## [EXERCISE PROMPT]
Reproduce the lines of the listing below verbatim, beginning with the line containing "In this exercise you will indicate the cluster" and continuing through the line containing "[(1172, 715)]".

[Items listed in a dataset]

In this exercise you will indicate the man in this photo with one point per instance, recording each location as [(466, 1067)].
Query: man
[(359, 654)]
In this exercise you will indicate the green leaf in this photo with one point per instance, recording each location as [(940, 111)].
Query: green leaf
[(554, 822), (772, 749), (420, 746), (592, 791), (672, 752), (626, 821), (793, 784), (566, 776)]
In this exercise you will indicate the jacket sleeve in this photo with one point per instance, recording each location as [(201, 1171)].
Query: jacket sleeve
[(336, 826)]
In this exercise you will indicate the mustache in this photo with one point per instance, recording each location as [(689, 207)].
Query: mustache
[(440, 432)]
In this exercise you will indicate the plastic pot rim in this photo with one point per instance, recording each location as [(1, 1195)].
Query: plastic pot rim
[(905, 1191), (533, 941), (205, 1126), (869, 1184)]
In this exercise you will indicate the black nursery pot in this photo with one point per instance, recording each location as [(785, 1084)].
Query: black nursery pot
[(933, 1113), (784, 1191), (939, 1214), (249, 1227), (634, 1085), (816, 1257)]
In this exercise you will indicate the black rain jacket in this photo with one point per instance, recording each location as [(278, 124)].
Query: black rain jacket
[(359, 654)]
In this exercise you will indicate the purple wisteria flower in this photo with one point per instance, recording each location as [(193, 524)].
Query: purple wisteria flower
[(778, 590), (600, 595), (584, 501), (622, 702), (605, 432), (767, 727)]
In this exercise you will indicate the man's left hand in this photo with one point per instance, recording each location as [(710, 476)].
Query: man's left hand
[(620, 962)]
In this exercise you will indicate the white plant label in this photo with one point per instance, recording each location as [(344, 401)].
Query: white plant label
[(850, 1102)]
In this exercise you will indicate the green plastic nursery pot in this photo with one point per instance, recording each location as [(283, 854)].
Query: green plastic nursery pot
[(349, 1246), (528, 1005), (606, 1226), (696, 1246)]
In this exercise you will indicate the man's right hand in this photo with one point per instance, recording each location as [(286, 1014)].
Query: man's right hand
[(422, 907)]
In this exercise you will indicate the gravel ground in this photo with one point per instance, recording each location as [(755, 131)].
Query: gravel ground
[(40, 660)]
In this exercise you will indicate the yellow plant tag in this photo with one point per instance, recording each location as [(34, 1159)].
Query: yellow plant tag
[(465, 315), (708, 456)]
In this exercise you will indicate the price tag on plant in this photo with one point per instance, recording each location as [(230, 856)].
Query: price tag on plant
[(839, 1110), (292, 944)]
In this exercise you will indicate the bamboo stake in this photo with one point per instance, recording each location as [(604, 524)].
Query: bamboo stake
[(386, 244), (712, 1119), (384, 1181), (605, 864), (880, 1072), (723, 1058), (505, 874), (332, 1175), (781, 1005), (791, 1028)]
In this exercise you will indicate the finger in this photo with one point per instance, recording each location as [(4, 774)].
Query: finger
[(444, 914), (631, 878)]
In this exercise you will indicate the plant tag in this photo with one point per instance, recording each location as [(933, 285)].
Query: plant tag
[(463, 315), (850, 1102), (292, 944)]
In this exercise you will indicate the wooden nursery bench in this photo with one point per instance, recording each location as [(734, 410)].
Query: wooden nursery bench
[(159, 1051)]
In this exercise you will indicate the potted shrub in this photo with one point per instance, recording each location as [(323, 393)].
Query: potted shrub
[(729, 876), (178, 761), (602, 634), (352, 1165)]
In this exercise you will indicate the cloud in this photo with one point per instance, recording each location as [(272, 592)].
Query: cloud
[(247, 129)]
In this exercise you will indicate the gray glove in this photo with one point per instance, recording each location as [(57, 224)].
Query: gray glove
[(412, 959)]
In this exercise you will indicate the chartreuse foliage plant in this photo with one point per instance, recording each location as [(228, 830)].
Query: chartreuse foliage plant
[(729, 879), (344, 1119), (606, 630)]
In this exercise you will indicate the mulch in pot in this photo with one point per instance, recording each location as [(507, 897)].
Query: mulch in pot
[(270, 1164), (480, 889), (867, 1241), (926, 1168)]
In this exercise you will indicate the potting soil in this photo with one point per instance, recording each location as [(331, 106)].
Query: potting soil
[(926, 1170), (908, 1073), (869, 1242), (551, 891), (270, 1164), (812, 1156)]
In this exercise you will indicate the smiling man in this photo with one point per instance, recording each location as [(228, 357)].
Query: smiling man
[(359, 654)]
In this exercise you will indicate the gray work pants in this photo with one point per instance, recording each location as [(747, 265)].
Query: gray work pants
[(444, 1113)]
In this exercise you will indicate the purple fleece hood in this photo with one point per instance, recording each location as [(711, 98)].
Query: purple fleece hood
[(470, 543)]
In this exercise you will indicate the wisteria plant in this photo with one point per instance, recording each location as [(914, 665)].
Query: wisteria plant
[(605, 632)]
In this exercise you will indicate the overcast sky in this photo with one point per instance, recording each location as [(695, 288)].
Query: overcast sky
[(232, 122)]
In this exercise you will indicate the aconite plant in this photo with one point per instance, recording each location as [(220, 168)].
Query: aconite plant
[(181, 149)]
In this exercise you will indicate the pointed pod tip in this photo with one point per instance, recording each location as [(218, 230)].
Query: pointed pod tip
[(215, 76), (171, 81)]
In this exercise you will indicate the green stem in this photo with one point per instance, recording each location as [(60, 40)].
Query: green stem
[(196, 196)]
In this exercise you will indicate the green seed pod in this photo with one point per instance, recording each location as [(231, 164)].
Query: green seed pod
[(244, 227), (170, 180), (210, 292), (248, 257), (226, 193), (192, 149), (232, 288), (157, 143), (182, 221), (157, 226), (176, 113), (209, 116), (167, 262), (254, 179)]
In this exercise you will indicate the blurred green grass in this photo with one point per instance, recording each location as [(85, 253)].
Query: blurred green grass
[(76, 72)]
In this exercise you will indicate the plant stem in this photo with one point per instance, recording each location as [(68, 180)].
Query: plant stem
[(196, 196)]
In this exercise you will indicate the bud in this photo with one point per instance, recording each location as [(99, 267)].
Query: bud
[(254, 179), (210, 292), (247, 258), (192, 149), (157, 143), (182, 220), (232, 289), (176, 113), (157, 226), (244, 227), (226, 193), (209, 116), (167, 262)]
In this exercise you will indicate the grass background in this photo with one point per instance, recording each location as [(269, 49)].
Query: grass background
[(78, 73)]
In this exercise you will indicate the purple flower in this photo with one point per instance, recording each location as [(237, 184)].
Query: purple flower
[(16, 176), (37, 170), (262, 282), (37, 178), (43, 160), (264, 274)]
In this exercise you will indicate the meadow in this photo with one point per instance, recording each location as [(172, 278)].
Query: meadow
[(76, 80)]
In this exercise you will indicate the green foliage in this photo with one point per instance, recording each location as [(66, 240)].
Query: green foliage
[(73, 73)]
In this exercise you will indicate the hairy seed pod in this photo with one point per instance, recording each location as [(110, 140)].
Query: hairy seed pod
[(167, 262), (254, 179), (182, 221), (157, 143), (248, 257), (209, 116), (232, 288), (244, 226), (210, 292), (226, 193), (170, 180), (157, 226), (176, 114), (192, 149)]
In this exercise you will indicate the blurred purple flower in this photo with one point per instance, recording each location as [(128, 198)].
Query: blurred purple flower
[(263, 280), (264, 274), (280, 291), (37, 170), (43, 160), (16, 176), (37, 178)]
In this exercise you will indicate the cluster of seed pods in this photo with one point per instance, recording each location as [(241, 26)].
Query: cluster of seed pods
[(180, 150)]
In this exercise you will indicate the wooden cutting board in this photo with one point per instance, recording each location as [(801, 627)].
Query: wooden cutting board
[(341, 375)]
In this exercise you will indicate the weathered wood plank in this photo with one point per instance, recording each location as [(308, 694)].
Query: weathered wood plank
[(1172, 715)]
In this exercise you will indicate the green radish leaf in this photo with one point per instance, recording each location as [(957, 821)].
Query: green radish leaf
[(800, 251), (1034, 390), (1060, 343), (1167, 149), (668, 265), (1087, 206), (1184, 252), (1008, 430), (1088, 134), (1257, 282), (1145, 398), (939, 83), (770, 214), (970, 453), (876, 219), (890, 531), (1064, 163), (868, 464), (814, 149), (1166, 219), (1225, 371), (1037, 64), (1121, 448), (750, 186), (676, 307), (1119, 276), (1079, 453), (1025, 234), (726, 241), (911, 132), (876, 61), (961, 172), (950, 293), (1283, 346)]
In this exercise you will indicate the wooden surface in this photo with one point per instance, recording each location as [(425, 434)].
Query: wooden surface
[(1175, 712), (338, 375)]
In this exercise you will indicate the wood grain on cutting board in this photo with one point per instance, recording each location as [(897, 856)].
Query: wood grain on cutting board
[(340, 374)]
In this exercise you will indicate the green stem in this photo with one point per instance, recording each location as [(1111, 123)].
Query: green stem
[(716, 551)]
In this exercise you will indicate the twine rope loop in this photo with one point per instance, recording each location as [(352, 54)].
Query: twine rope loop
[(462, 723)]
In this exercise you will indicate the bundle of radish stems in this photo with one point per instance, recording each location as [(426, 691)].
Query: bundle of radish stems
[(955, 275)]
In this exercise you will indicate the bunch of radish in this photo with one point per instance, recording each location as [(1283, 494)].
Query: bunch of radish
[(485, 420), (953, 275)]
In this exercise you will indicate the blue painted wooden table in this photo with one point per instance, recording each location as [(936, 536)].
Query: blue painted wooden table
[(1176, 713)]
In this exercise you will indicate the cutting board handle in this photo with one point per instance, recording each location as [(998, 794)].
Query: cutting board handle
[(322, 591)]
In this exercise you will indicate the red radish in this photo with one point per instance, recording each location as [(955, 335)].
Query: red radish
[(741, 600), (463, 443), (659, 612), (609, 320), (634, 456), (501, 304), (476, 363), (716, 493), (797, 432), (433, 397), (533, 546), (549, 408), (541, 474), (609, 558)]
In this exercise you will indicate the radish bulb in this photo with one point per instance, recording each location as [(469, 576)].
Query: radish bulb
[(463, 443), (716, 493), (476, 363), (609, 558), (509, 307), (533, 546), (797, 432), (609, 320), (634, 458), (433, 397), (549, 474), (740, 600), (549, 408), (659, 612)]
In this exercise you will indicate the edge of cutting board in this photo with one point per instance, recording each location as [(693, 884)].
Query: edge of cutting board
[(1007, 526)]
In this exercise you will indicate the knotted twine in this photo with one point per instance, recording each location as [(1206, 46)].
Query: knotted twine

## [RESPONSE BELOW]
In this exercise you will indicate the cluster of seed pods in this photo with one point per instance, recording each location as [(241, 26)].
Query: cluster of seed pods
[(180, 150)]
In this exercise you will indicate the wooden cutting board in this photo with one point per instance, recording each location as [(801, 627)].
Query: wooden cutting board
[(341, 375)]
In this exercise you will indicate the weathered wood plank in this photo with one point per instance, recording each location as [(308, 694)].
Query: weathered wood plank
[(1172, 715)]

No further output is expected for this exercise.